- _WHAT TO PRODUCE_:
Find each line below that contains the string "buoy", matching case exactly, and copy every such line.

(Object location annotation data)
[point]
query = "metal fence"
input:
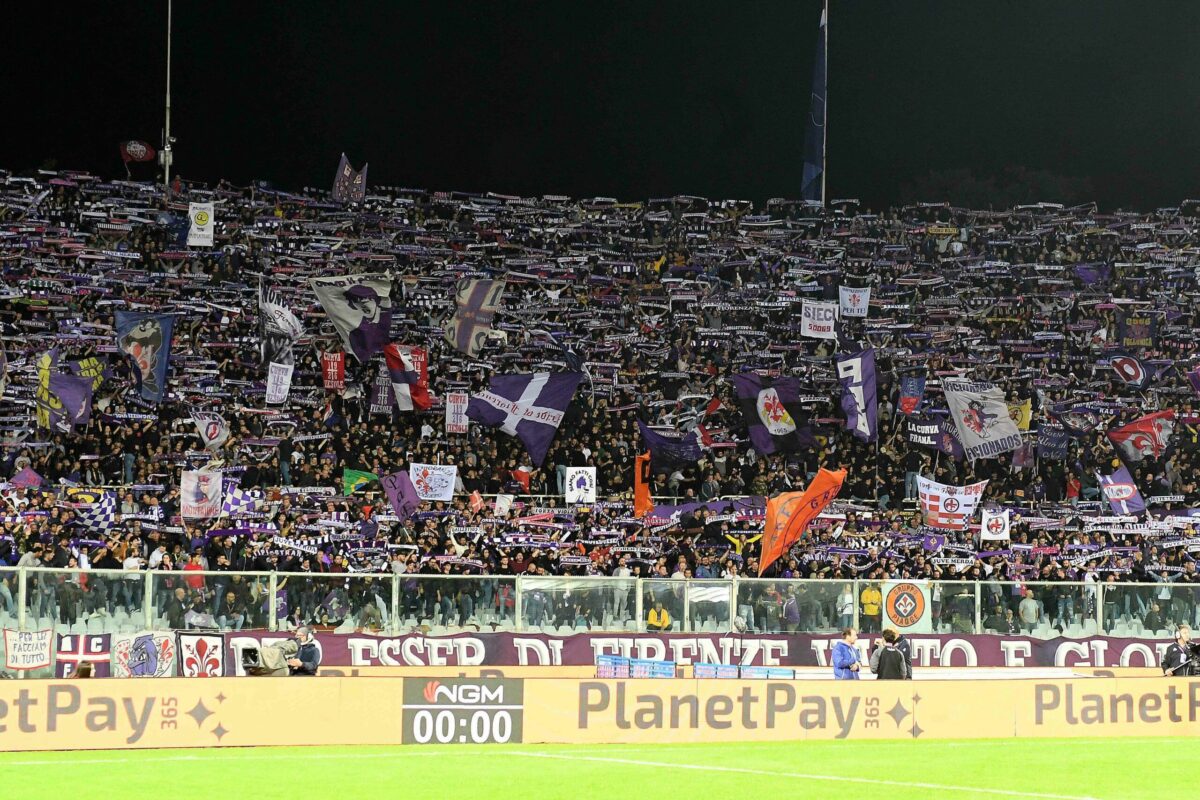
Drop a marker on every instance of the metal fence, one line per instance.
(126, 601)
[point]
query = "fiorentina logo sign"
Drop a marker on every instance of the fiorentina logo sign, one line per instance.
(773, 414)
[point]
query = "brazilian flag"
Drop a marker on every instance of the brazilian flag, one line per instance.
(354, 480)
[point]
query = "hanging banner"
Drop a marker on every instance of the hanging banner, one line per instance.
(333, 371)
(456, 413)
(279, 383)
(199, 232)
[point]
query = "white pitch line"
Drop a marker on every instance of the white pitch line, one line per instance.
(805, 776)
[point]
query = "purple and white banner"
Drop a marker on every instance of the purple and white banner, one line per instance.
(856, 371)
(781, 650)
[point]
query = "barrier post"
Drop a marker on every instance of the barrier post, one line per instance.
(271, 605)
(517, 591)
(22, 597)
(394, 627)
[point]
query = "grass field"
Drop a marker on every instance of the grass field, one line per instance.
(1049, 769)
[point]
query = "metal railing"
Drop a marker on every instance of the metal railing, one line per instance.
(96, 601)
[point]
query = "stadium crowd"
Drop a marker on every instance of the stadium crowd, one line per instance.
(659, 302)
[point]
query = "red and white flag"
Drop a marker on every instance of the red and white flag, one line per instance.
(948, 507)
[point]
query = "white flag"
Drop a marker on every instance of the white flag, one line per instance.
(199, 232)
(279, 383)
(995, 525)
(819, 319)
(201, 492)
(853, 301)
(581, 483)
(433, 481)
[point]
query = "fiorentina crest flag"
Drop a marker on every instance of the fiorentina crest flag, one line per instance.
(401, 494)
(789, 515)
(211, 428)
(75, 649)
(1149, 435)
(472, 322)
(948, 507)
(1131, 370)
(145, 340)
(581, 485)
(201, 494)
(360, 308)
(433, 481)
(408, 368)
(912, 394)
(349, 186)
(858, 398)
(529, 407)
(981, 415)
(995, 525)
(333, 371)
(669, 452)
(1121, 492)
(771, 409)
(201, 223)
(853, 302)
(136, 150)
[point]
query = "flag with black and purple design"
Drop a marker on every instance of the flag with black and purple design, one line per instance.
(773, 414)
(360, 308)
(349, 186)
(667, 452)
(472, 322)
(401, 494)
(1121, 492)
(145, 340)
(856, 371)
(912, 394)
(408, 370)
(529, 407)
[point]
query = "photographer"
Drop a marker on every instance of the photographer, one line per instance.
(307, 660)
(1179, 659)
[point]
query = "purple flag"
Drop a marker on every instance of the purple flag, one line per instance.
(856, 371)
(75, 394)
(529, 407)
(1121, 492)
(670, 451)
(401, 494)
(773, 414)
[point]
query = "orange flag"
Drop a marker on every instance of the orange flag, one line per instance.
(789, 515)
(642, 503)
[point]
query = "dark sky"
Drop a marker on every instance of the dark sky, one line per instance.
(619, 98)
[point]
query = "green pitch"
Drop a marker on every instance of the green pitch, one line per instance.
(1047, 769)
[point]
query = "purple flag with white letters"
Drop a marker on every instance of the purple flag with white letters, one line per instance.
(856, 371)
(529, 407)
(1121, 492)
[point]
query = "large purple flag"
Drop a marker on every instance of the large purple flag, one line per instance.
(529, 407)
(1121, 492)
(401, 493)
(471, 324)
(773, 414)
(75, 394)
(856, 371)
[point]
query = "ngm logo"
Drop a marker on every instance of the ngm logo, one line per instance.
(436, 692)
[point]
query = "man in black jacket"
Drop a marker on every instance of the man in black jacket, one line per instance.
(1176, 661)
(307, 660)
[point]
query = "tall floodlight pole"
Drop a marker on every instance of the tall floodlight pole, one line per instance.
(166, 152)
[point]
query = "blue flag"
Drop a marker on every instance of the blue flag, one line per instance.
(145, 338)
(813, 182)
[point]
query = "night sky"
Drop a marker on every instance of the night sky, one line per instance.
(630, 100)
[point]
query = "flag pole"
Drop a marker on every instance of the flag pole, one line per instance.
(166, 154)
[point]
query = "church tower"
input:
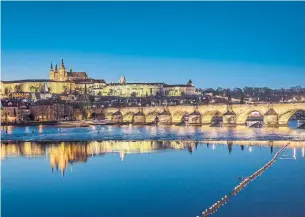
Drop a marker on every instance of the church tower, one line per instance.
(63, 72)
(52, 76)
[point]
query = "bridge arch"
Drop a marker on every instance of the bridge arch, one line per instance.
(165, 117)
(285, 117)
(177, 117)
(139, 118)
(128, 117)
(151, 117)
(207, 117)
(243, 117)
(117, 117)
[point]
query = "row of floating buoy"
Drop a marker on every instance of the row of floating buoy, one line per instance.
(241, 185)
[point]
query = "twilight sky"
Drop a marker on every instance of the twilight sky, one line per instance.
(228, 44)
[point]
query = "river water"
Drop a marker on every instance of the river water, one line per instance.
(150, 171)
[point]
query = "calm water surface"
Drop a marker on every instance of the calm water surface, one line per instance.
(149, 178)
(129, 132)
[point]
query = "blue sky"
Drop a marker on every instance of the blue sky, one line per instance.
(228, 44)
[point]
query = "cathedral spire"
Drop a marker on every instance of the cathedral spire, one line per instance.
(62, 63)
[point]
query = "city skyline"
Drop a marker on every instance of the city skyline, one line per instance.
(212, 43)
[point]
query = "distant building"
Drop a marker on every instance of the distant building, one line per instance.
(62, 81)
(124, 89)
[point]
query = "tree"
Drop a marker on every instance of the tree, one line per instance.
(133, 94)
(34, 88)
(65, 89)
(93, 115)
(229, 98)
(31, 117)
(7, 90)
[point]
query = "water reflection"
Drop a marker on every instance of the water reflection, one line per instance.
(62, 154)
(131, 132)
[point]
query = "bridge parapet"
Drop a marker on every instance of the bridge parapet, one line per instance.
(204, 114)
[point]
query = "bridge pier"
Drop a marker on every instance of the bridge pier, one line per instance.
(271, 118)
(229, 119)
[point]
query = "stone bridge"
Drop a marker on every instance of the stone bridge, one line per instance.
(274, 115)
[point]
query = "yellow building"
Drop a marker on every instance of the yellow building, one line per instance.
(63, 81)
(124, 89)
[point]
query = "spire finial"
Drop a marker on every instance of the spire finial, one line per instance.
(62, 63)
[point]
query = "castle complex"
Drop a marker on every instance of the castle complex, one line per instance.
(63, 81)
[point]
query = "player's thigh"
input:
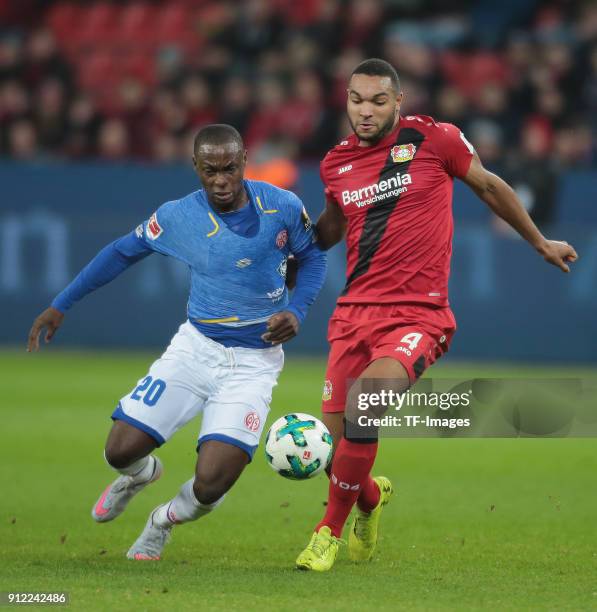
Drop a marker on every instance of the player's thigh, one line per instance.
(173, 391)
(347, 358)
(416, 346)
(126, 444)
(237, 413)
(371, 393)
(219, 465)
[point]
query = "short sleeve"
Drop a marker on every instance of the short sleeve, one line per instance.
(300, 230)
(329, 196)
(455, 151)
(157, 232)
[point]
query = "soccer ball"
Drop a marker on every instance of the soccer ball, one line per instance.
(298, 446)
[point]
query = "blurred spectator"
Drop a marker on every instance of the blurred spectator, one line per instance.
(50, 114)
(22, 140)
(236, 103)
(136, 78)
(196, 98)
(267, 119)
(83, 126)
(113, 140)
(531, 171)
(44, 59)
(136, 115)
(272, 161)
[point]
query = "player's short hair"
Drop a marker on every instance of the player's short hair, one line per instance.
(217, 134)
(378, 67)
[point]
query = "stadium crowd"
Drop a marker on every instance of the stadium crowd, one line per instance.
(122, 80)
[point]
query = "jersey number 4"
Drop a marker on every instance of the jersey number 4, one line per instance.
(149, 390)
(412, 340)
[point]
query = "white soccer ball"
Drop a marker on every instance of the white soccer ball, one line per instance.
(298, 446)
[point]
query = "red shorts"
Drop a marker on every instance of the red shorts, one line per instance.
(414, 335)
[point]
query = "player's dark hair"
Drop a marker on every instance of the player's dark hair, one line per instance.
(378, 67)
(217, 134)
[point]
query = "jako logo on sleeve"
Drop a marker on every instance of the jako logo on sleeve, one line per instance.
(154, 229)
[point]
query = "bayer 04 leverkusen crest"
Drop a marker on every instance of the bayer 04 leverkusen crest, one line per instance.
(402, 153)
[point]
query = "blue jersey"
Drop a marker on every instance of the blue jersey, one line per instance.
(237, 260)
(234, 279)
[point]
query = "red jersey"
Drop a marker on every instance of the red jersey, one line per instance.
(397, 200)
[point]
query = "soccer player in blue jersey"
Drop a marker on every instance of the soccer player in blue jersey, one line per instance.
(236, 236)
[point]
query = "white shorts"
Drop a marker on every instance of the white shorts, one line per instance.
(232, 387)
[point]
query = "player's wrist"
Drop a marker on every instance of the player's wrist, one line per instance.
(541, 245)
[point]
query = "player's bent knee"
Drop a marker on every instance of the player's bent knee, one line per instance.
(208, 490)
(118, 457)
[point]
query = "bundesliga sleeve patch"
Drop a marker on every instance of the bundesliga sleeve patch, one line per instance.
(154, 229)
(306, 220)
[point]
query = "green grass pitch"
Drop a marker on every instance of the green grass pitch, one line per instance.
(474, 524)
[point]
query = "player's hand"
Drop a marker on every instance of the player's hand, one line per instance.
(50, 319)
(281, 327)
(559, 254)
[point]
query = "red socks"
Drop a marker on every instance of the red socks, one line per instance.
(350, 480)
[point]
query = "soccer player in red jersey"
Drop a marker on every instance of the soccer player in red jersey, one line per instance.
(388, 189)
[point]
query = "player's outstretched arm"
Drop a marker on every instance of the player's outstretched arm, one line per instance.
(50, 320)
(504, 202)
(331, 225)
(111, 261)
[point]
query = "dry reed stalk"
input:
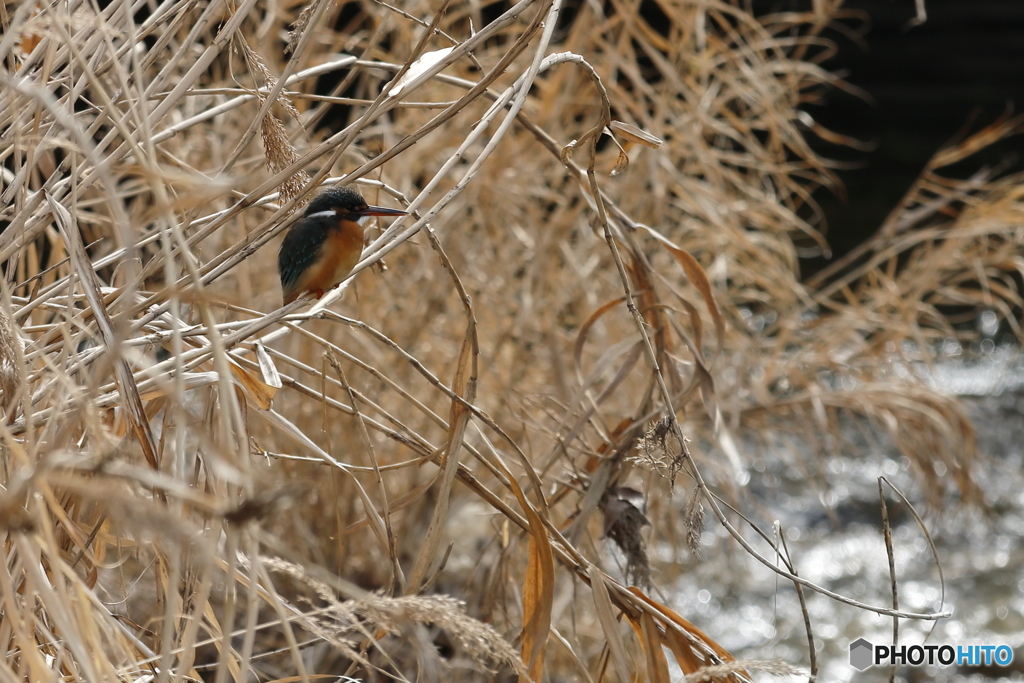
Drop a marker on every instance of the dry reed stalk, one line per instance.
(197, 479)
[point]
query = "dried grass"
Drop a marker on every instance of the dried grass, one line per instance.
(201, 484)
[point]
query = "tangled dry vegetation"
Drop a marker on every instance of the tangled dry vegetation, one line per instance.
(200, 484)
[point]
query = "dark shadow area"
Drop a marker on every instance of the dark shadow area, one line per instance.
(929, 84)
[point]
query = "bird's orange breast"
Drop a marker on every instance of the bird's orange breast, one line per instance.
(338, 255)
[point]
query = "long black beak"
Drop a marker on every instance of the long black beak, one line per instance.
(381, 211)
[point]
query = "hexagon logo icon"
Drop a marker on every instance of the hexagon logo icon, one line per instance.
(860, 654)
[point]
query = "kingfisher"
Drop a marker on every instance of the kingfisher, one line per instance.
(326, 244)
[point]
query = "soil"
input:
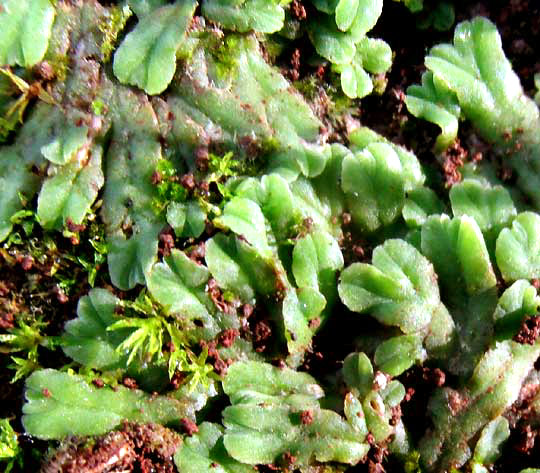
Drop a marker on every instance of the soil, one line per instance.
(27, 285)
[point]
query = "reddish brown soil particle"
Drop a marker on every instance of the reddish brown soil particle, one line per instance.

- _FULL SOLUTION_:
query = "row of floating buoy"
Drop a marker on every instance of the row of floating buoy, one line per instance.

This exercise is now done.